▶ _WORK TO DO_
Can you locate and copy every line in the entries below that contains the word "football", treating uppercase and lowercase as different?

#####

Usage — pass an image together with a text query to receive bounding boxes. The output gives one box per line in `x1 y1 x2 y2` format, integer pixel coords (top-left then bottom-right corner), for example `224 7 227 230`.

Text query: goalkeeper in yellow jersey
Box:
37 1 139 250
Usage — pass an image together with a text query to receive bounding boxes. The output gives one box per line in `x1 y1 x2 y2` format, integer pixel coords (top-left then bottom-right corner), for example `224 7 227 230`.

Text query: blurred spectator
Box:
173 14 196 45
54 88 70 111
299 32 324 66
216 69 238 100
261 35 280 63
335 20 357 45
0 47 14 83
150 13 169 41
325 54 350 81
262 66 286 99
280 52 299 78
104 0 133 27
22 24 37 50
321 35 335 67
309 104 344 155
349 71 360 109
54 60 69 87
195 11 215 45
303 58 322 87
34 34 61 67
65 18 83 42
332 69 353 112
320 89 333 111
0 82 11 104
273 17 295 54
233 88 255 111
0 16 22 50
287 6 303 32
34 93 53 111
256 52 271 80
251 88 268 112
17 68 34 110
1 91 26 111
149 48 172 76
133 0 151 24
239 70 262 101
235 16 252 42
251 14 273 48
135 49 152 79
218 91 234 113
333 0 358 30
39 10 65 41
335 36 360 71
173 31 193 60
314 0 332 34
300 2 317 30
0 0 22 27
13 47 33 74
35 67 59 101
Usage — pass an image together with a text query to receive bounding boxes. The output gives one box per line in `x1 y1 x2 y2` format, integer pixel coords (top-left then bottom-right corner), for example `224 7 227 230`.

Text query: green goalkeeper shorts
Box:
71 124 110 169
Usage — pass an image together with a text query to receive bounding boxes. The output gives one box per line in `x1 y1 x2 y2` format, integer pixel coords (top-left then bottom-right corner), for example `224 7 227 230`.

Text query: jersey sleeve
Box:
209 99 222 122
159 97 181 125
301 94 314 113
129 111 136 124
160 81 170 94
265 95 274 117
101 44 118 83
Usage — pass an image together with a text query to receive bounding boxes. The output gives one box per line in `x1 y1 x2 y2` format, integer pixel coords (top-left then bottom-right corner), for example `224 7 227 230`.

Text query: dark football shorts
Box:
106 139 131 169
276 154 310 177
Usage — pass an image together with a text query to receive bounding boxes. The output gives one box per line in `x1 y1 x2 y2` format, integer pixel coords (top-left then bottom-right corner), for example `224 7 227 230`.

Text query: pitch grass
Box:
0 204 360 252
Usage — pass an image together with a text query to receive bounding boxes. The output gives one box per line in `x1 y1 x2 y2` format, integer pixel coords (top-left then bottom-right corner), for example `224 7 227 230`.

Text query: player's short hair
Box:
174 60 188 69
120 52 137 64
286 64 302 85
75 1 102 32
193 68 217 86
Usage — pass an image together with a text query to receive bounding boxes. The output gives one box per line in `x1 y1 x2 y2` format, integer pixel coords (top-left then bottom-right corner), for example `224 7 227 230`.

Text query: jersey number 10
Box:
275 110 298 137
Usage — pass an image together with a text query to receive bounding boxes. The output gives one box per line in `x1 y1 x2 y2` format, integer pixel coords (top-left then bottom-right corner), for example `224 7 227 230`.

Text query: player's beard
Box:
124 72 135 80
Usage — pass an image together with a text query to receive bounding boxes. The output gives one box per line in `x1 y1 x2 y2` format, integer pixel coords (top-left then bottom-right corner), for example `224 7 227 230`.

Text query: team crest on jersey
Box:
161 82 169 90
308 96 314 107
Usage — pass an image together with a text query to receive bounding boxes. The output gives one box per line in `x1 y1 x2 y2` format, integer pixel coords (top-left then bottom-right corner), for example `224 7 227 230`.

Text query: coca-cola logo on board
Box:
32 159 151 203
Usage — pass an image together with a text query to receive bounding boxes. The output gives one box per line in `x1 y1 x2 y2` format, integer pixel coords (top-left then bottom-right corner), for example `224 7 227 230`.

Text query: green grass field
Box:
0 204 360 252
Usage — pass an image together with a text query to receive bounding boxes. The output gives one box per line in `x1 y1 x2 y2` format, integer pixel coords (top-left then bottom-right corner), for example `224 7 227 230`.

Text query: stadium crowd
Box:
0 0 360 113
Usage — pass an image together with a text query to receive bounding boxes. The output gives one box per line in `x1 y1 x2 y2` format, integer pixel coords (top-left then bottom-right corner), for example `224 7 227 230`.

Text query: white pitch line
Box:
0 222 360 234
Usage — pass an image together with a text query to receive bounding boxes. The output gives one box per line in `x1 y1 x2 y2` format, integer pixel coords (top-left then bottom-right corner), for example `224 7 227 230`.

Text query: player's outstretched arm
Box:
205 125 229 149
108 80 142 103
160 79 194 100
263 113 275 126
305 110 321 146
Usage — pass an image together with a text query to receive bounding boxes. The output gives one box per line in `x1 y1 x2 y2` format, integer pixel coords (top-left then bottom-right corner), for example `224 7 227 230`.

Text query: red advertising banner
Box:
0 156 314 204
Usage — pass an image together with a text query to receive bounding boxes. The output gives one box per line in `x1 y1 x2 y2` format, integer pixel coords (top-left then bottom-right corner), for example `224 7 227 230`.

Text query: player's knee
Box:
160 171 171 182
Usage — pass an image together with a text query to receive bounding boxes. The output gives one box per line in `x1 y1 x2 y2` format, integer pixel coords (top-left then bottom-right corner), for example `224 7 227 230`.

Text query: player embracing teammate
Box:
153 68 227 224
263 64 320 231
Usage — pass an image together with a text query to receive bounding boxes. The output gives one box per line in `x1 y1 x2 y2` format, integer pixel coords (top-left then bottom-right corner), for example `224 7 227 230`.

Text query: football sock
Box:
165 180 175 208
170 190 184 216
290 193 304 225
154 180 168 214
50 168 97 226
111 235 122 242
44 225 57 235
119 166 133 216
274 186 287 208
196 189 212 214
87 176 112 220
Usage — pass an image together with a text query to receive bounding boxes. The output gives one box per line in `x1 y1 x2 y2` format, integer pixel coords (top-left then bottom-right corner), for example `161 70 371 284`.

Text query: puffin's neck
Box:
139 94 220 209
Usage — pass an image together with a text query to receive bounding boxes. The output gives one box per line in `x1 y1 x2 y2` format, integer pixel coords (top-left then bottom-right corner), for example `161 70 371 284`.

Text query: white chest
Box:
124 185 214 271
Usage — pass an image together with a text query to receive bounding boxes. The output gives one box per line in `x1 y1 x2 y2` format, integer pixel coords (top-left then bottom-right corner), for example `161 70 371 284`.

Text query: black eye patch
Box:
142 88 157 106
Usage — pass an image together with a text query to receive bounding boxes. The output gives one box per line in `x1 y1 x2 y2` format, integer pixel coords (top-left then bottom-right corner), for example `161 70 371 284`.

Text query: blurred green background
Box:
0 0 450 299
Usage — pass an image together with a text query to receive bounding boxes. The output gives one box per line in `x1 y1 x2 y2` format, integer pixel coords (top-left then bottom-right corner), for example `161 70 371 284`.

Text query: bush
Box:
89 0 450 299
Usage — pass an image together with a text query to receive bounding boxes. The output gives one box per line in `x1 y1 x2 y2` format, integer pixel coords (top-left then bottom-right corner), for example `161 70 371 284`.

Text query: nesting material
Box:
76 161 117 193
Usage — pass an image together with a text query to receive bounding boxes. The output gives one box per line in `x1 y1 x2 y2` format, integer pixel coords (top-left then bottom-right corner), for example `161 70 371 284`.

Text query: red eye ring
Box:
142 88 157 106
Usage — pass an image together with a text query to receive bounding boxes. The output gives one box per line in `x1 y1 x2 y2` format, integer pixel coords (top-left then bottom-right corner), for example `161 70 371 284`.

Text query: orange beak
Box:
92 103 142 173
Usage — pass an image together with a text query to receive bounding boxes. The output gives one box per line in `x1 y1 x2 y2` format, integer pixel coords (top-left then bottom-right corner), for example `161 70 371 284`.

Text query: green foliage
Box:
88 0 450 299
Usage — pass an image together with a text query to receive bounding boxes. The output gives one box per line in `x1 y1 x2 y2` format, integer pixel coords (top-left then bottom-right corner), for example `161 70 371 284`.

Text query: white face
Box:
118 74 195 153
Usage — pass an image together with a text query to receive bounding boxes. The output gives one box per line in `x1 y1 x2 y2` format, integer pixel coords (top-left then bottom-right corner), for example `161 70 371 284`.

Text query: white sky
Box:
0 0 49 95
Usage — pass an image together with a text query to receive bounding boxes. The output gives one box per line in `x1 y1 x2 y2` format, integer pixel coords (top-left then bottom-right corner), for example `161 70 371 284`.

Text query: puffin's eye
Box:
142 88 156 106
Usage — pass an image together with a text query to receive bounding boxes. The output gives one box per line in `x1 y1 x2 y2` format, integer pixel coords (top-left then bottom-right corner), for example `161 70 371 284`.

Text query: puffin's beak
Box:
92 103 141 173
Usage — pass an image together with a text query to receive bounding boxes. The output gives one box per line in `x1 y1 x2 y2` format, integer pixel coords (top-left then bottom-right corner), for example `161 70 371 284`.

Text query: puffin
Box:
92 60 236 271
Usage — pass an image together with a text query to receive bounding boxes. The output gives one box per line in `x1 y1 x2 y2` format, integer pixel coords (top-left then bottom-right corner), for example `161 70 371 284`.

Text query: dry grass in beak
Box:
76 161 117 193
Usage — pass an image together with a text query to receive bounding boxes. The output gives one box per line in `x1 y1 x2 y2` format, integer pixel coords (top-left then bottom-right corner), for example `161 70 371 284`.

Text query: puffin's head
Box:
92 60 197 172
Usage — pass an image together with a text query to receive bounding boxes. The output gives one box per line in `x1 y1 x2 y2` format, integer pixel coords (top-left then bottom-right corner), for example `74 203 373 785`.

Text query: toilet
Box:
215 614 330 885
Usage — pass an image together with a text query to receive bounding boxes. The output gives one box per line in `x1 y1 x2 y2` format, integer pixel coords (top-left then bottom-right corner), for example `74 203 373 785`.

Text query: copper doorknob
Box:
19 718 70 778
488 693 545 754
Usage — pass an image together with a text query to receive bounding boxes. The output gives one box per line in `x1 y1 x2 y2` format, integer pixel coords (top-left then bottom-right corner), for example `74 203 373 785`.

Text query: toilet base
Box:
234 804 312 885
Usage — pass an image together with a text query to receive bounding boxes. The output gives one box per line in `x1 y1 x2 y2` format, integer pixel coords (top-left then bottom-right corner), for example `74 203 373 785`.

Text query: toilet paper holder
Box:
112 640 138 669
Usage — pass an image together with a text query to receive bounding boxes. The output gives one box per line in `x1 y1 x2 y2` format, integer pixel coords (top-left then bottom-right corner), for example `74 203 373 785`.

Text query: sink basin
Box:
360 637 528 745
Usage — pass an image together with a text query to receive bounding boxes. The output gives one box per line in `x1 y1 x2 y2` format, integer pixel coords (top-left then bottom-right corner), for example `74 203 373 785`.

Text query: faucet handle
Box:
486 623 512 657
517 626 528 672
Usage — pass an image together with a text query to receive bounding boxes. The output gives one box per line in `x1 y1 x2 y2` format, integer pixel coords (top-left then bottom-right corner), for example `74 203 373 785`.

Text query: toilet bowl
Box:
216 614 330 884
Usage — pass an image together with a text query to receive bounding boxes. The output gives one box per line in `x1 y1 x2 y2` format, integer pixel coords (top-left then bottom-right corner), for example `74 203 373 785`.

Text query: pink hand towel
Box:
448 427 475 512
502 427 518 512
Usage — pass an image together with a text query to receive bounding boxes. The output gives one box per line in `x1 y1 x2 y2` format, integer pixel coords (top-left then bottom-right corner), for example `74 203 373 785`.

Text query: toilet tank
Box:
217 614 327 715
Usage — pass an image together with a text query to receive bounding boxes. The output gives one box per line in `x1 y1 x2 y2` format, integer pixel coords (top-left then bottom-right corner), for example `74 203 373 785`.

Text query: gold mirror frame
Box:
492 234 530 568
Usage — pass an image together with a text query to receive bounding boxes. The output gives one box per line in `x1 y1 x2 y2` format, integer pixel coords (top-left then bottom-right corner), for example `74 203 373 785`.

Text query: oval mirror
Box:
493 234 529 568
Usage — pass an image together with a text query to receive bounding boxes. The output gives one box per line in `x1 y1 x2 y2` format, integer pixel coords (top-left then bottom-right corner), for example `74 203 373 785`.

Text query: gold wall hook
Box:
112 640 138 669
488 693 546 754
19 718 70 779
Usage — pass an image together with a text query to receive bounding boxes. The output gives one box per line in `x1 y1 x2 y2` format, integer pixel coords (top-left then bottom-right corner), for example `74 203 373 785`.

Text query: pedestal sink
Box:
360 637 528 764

#####

▶ _SOLUTION TO THIS PROBLEM_
Text query: dark football shorts
Text query: football sock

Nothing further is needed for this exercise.